Document extract: Begin
Looking at Equation #1,

On the left hand side, we have the probability distribution of the output classes, which we get after feeding in our data ‘x’ to our model which has been trained on Dataset ‘D’.

On the right hand side, we have an integral. The middle term inside the integral is the posterior, which is a probability distribution of the weights GIVEN we have seen the data.

Think of this integral as an ensemble, where each unique model is identified by a unique set of weights (because different weights means different models). Greater the posterior probability for a unique set of weights(therefore that unique model), greater weight will be given to that prediction. Hence, each model’s respective prediction is weighed by the posterior probability of it’s unique set of weights!

Sounds good, eh? Just search the whole weight space and weigh in the good(high probability) parts. Wondering why people don’t do this? It is because even a simple 5–7 layer NN has around a million weights, so it is just not computationally feasible to construct an analytical solution for the posterior(p(w|D)) in NNs.
Document extract: End
Entries provided: Begin
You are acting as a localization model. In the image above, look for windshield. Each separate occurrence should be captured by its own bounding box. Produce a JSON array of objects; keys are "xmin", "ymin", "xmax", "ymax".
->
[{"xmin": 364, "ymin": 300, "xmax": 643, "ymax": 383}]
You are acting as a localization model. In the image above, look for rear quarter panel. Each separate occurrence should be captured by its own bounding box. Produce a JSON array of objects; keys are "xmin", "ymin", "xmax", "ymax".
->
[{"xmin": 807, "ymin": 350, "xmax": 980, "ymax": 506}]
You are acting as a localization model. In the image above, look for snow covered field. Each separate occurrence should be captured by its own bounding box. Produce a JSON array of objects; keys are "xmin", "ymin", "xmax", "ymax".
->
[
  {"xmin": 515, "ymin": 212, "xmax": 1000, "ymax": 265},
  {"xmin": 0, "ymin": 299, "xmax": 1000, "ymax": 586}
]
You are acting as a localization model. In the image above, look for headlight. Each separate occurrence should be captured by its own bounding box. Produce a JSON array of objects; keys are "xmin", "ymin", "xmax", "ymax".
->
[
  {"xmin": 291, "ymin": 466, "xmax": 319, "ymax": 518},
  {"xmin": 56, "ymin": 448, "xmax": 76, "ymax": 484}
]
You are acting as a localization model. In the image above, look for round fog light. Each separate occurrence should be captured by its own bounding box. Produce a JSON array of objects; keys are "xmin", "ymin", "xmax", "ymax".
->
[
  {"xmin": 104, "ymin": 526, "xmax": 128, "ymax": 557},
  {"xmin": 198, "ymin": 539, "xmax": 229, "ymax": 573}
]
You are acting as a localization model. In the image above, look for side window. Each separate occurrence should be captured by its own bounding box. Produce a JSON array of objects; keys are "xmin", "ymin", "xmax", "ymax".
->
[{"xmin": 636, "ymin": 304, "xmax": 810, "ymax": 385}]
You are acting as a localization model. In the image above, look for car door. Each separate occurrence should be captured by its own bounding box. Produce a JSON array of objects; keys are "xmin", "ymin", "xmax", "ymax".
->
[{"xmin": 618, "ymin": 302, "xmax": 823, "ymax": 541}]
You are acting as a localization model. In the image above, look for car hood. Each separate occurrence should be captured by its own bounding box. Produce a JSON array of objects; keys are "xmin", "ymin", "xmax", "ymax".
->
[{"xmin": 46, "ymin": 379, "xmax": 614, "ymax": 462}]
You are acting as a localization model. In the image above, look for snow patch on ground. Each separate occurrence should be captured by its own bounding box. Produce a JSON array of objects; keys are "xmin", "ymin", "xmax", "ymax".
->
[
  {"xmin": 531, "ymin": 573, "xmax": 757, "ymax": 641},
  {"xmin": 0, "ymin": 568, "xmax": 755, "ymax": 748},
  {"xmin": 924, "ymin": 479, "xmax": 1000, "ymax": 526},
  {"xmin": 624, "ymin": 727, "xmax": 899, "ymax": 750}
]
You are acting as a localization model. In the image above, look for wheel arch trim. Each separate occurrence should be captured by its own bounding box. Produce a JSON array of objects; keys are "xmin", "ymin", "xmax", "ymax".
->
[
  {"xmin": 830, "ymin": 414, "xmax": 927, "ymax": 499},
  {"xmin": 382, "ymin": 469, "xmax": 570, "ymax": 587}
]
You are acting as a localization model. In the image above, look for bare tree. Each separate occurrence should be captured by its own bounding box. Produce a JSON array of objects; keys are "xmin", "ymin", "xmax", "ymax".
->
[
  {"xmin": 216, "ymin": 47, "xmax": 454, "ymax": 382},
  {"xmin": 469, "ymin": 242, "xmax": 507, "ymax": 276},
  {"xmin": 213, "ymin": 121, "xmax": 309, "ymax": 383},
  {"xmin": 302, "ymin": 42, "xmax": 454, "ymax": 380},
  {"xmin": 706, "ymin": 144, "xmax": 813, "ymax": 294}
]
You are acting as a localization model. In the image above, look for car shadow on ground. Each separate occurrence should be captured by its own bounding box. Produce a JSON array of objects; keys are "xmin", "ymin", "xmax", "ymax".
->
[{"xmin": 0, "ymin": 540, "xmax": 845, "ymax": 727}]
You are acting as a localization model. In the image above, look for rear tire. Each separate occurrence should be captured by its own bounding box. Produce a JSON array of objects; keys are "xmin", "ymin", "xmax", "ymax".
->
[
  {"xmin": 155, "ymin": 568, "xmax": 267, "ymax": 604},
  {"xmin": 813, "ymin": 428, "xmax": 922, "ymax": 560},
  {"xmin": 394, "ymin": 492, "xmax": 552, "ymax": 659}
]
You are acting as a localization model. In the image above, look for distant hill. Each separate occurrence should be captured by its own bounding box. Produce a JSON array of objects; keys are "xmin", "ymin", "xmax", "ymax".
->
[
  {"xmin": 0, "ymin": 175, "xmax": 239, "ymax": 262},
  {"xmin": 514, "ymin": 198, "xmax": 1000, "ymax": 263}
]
Entries provided: End
_Questions_:
(A) From the text on Bayesian neural networks, list every phrase that appears inside parentheses.
(B) Answer these questions from the text on Bayesian neural networks:
(i) What is on the left hand side of Equation #1?
(ii) What identifies each unique model in the ensemble?
(iii) About how many weights does a simple 5–7 layer NN have?
The records have no connection to the text on Bayesian neural networks.

_Written answers_:
(A)
- because different weights means different models
- therefore that unique model
- high probability
- p(w|D)

(B)
(i) The probability distribution of the output classes
(ii) A unique set of weights
(iii) Around a million